• **EXERCISE DETAILS**
Rewrite the records starting at the line that contains "Check that every instance of the woman's face" and ending at the line that contains "[[719, 422], [753, 408]]", both included, and keep the requests. Multiply every point coordinate in the answers by 1.15 and round to whole numbers, with halves rounded up; leave the numbers in the requests and their format samples unchanged.

• **RECORD EXTRACTS**
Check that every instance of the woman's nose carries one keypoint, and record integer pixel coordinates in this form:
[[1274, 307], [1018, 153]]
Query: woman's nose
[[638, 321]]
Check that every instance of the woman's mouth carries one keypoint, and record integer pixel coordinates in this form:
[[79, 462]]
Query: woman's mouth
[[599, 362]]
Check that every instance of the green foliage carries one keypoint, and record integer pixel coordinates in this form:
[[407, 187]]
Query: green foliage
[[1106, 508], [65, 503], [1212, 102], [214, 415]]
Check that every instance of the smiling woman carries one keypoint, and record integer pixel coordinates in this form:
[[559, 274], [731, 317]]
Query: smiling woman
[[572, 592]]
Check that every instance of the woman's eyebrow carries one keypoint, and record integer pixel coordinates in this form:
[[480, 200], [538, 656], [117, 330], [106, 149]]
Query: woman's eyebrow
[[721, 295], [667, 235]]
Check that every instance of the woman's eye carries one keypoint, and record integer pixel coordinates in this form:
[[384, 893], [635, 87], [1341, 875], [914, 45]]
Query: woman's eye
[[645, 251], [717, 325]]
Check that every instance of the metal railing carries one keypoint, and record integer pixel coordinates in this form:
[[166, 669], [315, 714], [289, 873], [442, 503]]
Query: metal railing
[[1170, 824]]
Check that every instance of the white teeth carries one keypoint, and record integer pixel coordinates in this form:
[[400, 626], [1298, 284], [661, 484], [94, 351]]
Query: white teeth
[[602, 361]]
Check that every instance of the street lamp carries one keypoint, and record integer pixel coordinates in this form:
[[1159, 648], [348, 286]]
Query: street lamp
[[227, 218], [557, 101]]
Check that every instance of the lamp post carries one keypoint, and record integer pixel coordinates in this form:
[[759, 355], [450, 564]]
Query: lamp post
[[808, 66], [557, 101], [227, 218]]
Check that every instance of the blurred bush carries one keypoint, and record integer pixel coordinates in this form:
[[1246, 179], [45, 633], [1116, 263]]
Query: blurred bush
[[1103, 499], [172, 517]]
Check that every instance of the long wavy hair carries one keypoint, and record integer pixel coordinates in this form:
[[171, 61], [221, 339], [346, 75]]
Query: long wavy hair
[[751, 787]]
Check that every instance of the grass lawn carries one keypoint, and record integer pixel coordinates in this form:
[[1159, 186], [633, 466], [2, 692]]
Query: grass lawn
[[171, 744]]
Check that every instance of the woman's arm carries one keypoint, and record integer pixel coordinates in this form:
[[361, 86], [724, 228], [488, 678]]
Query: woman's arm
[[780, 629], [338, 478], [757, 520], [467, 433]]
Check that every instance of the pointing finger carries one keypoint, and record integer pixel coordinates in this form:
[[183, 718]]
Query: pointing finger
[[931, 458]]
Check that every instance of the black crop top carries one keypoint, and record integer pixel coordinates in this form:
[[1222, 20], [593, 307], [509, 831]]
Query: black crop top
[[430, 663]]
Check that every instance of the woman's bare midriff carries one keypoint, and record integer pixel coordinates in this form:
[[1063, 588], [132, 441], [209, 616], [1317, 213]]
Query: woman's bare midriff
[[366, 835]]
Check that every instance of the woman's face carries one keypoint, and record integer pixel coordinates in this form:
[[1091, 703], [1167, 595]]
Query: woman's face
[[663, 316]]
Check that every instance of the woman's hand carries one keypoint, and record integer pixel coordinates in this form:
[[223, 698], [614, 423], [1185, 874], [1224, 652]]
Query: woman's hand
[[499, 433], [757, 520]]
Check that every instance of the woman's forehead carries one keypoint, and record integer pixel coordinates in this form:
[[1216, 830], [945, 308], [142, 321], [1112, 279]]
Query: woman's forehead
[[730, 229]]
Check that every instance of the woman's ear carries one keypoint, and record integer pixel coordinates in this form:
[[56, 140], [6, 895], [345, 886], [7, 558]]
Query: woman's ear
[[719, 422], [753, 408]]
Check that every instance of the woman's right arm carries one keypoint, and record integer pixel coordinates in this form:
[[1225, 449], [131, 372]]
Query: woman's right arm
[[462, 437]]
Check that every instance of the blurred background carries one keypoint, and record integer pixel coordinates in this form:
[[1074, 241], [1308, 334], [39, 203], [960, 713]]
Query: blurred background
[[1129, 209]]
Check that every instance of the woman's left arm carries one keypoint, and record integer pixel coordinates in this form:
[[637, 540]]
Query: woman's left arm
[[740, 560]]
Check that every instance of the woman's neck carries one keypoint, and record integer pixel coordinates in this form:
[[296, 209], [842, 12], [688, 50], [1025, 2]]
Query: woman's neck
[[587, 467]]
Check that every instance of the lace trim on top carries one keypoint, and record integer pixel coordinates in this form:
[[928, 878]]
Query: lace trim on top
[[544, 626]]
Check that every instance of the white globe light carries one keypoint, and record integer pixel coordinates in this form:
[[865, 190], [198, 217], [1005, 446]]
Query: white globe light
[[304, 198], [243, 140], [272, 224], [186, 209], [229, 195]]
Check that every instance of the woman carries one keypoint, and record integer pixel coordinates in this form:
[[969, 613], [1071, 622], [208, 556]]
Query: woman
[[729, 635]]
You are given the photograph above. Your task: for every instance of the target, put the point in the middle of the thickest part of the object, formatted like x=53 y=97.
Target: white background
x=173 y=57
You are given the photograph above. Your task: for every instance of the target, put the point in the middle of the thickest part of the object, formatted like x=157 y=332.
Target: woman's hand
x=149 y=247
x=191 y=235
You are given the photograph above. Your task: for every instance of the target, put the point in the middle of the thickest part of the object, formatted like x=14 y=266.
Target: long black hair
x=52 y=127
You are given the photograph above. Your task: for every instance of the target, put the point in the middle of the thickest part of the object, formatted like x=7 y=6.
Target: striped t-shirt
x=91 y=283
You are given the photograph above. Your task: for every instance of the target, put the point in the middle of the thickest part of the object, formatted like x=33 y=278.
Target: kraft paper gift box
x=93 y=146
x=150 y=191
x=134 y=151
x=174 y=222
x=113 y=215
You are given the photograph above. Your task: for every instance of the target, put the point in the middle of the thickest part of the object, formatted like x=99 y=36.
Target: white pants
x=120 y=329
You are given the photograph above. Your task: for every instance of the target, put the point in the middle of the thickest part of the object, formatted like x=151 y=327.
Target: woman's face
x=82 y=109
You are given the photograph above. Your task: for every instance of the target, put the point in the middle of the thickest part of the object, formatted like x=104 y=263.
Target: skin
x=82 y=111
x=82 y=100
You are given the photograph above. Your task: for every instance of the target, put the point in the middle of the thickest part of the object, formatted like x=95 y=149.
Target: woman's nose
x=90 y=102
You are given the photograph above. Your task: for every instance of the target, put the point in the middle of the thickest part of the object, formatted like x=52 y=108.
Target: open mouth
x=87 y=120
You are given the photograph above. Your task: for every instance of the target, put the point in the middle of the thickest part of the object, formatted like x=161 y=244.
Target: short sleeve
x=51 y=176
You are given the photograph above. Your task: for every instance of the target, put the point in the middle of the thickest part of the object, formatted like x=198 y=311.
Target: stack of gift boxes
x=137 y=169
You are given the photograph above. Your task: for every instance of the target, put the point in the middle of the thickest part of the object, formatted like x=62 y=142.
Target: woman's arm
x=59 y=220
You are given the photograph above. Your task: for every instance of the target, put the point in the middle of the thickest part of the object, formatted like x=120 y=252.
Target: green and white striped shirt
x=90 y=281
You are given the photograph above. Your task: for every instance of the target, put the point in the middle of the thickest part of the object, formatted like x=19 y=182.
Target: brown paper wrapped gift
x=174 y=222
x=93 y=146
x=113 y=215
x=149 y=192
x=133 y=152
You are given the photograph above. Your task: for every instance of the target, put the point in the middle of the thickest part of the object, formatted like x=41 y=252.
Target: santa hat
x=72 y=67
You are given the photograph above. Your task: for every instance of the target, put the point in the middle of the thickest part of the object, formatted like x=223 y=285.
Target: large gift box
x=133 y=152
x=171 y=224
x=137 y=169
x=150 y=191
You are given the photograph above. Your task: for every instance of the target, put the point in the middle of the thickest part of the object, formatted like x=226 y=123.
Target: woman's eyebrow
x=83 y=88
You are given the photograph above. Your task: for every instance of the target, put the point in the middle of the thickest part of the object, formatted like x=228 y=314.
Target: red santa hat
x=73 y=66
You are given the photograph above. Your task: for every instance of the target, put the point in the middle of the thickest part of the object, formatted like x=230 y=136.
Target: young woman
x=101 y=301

...

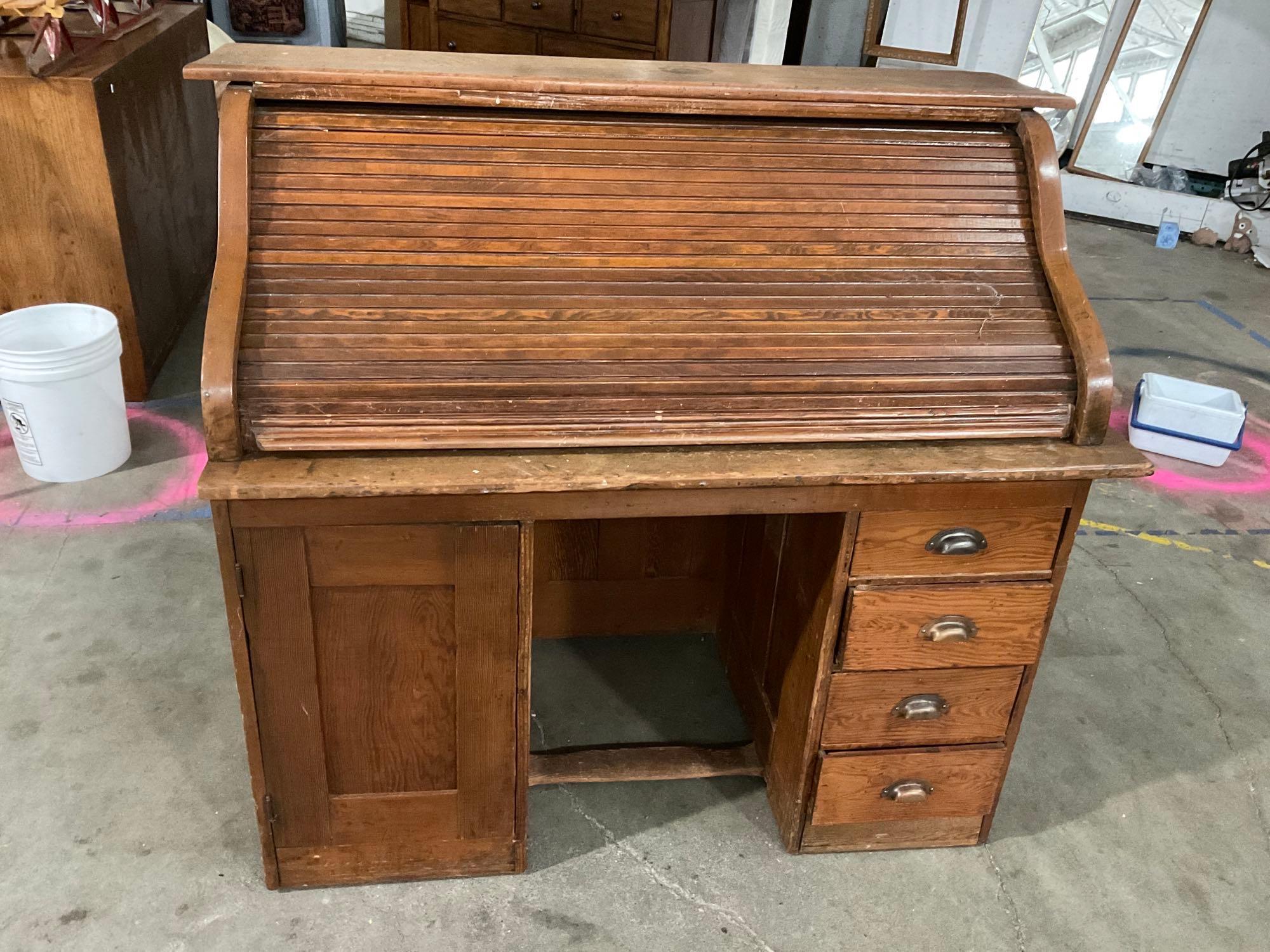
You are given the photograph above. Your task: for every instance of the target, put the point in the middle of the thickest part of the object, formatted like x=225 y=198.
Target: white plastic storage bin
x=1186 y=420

• **THE RESULT**
Check that every instance of the woman's face carries one keypoint, and record integer pixel coordinates in this form:
[[1091, 703], [1167, 595]]
Query: woman's face
[[762, 363]]
Check that every instance of the woman's hand carries one keypoint, and record integer pixel coordinates in this form:
[[223, 698], [614, 423], [1185, 874], [1224, 652]]
Query: woman's hand
[[574, 498], [871, 598]]
Check that every instance of the woman's forehead carries one keypoint, and record integer pixel coordinates in this form:
[[1216, 830], [945, 308], [142, 321], [1112, 279]]
Query: woman's forehead
[[840, 263]]
Check that every instance of the woman's ear carries one keypoint, and record integer pixel coordinates in this form:
[[56, 140], [6, 895], [345, 886], [7, 558]]
Query: woman's ear
[[827, 485], [866, 469]]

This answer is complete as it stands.